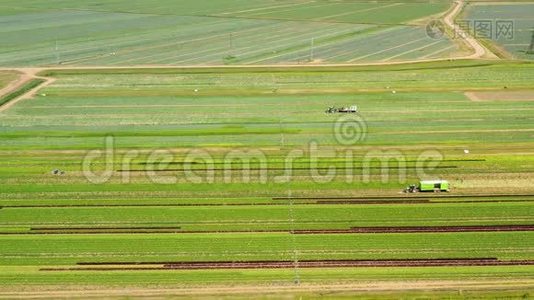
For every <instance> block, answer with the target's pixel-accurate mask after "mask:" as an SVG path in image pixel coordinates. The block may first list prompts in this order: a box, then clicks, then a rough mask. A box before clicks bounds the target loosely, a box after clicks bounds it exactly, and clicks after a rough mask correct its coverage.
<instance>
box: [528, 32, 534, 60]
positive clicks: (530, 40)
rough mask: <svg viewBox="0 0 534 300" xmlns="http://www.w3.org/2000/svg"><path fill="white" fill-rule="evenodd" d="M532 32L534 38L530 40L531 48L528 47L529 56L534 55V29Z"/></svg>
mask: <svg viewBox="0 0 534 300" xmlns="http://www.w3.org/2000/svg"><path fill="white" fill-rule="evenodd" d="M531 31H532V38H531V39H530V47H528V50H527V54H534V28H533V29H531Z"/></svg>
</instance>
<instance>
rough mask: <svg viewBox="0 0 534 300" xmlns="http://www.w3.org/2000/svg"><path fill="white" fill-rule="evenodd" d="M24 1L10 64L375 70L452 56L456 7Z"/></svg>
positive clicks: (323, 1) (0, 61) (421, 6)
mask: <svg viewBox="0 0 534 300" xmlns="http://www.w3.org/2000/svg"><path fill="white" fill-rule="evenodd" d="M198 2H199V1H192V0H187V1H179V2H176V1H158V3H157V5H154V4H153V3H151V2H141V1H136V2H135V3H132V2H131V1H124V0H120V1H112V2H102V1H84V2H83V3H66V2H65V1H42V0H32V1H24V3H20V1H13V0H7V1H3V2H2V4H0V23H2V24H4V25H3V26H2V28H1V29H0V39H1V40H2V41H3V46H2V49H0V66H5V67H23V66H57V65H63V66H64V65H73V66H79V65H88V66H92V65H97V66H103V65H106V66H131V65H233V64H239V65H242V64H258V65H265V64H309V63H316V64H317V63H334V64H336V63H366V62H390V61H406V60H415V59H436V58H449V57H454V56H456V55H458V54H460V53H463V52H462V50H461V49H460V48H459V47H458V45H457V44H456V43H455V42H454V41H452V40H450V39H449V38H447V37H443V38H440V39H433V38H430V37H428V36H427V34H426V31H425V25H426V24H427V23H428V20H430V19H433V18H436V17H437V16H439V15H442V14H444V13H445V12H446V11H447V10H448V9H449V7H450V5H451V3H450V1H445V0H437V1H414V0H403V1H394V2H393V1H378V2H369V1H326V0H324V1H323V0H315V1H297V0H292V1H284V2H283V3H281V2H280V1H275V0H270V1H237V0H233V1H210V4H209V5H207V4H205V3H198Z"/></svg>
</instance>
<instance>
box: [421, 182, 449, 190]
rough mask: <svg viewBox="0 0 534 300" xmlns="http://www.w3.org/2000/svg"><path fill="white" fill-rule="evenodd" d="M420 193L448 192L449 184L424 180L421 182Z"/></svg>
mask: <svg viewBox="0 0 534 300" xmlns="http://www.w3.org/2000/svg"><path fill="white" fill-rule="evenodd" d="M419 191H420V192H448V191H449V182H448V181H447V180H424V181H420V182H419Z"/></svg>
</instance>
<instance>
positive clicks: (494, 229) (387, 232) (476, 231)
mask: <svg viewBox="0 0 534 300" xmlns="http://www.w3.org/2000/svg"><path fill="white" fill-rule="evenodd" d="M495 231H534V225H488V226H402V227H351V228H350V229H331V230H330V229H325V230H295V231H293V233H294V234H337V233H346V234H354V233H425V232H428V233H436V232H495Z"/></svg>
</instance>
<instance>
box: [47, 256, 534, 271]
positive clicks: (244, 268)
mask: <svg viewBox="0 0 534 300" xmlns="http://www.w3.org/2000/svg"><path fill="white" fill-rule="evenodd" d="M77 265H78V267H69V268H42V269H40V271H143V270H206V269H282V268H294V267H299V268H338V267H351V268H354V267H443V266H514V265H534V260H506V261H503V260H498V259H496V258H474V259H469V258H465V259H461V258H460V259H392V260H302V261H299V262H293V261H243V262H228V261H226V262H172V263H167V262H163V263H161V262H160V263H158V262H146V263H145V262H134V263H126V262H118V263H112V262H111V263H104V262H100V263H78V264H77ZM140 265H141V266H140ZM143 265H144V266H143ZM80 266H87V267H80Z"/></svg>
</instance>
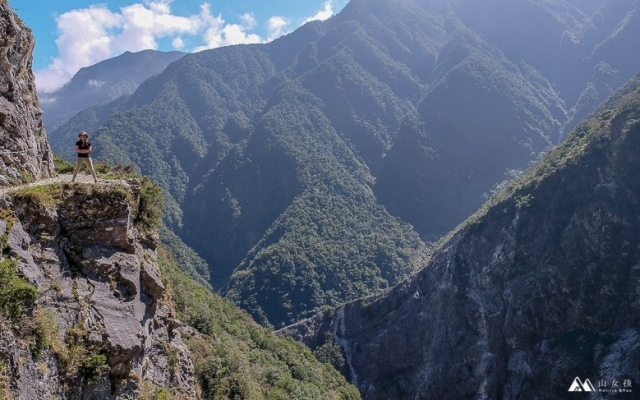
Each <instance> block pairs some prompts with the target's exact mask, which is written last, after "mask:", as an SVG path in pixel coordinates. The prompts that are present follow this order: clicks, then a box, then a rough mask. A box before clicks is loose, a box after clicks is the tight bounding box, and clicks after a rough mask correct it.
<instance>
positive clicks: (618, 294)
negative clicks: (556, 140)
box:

━━━━━━

What is being asked
Everything in the listing is to be returned word for word, except the pictures.

Answer space
For every <instance> block, answer with the target's pixel-accurate mask after "mask:" as an SVG path in image pixel coordinates. The block may first list prompts in this order: a box, then clicks, then a rough mask. A box before clicks bounds the target loosely, a box after clicks bounds it exactly, and clicks after a rough mask correct its coverage.
<instance>
box: [528, 32, 534, 60]
positive clicks: (530, 40)
rough mask: <svg viewBox="0 0 534 300" xmlns="http://www.w3.org/2000/svg"><path fill="white" fill-rule="evenodd" d="M532 32L534 38L530 40L531 48L528 47L529 56L534 55V29Z"/></svg>
mask: <svg viewBox="0 0 534 300" xmlns="http://www.w3.org/2000/svg"><path fill="white" fill-rule="evenodd" d="M531 31H532V38H531V39H530V47H528V50H527V54H534V28H533V29H531Z"/></svg>
</instance>
<instance>
rough mask: <svg viewBox="0 0 534 300" xmlns="http://www.w3.org/2000/svg"><path fill="white" fill-rule="evenodd" d="M24 1L10 64L375 70L452 56L456 7Z"/></svg>
positive clicks: (323, 1) (0, 61) (421, 6)
mask: <svg viewBox="0 0 534 300" xmlns="http://www.w3.org/2000/svg"><path fill="white" fill-rule="evenodd" d="M198 2H199V1H192V0H187V1H179V2H176V1H158V3H157V5H154V4H153V3H151V2H141V1H136V2H135V3H132V2H131V1H124V0H120V1H112V2H102V1H84V2H83V3H66V2H65V1H42V0H32V1H24V3H20V1H13V0H7V1H3V2H2V4H0V23H2V24H4V25H3V26H2V28H1V29H0V39H1V40H2V41H3V46H2V49H0V66H5V67H23V66H57V65H63V66H64V65H73V66H79V65H88V66H92V65H97V66H103V65H106V66H131V65H233V64H239V65H242V64H258V65H265V64H309V63H316V64H317V63H334V64H336V63H366V62H390V61H406V60H415V59H436V58H449V57H454V56H456V55H458V54H460V53H463V52H462V50H461V49H460V48H459V47H458V45H457V44H456V43H455V42H454V41H452V40H450V39H449V38H447V37H443V38H440V39H433V38H430V37H428V36H427V34H426V31H425V25H426V24H427V23H428V20H430V19H433V18H436V17H437V16H439V15H442V14H444V13H445V12H446V11H447V10H448V9H449V7H450V5H451V3H450V1H445V0H437V1H414V0H403V1H394V2H393V1H378V2H369V1H326V0H324V1H323V0H315V1H297V0H292V1H284V2H283V3H281V2H280V1H275V0H270V1H237V0H233V1H210V4H209V5H207V4H205V3H198Z"/></svg>
</instance>
<instance>
box: [421, 182, 449, 190]
rough mask: <svg viewBox="0 0 534 300" xmlns="http://www.w3.org/2000/svg"><path fill="white" fill-rule="evenodd" d="M420 193L448 192L449 184L424 180L421 182Z"/></svg>
mask: <svg viewBox="0 0 534 300" xmlns="http://www.w3.org/2000/svg"><path fill="white" fill-rule="evenodd" d="M419 191H420V192H448V191H449V182H448V181H447V180H424V181H420V182H419Z"/></svg>
</instance>
<instance>
positive clicks: (494, 229) (387, 232) (476, 231)
mask: <svg viewBox="0 0 534 300" xmlns="http://www.w3.org/2000/svg"><path fill="white" fill-rule="evenodd" d="M495 231H534V225H488V226H402V227H351V228H350V229H331V230H330V229H325V230H295V231H293V233H294V234H337V233H346V234H354V233H425V232H428V233H436V232H495Z"/></svg>
</instance>
<instance>
box: [47, 256, 534, 271]
positive clicks: (244, 268)
mask: <svg viewBox="0 0 534 300" xmlns="http://www.w3.org/2000/svg"><path fill="white" fill-rule="evenodd" d="M77 265H78V267H69V268H42V269H40V271H143V270H206V269H282V268H294V267H299V268H338V267H351V268H354V267H443V266H514V265H534V260H506V261H503V260H498V259H496V258H474V259H469V258H465V259H461V258H460V259H392V260H302V261H299V262H293V261H243V262H228V261H226V262H172V263H167V262H163V263H161V262H160V263H158V262H146V263H145V262H134V263H126V262H118V263H112V262H111V263H104V262H100V263H78V264H77ZM140 265H141V266H140ZM143 265H144V266H143ZM80 266H87V267H80Z"/></svg>
</instance>
Each <instance> block pairs some prompts with the target's exact mask, which is written last, after "mask:", as an SVG path in pixel coordinates. The prompts that are present follow this order: clicks, then a box, then a rough mask. A box before clicks is loose, a box after clicks is the tight bounding box, and clicks after a rough mask correct it.
<instance>
positive clicks: (618, 294)
negative clicks: (556, 140)
box:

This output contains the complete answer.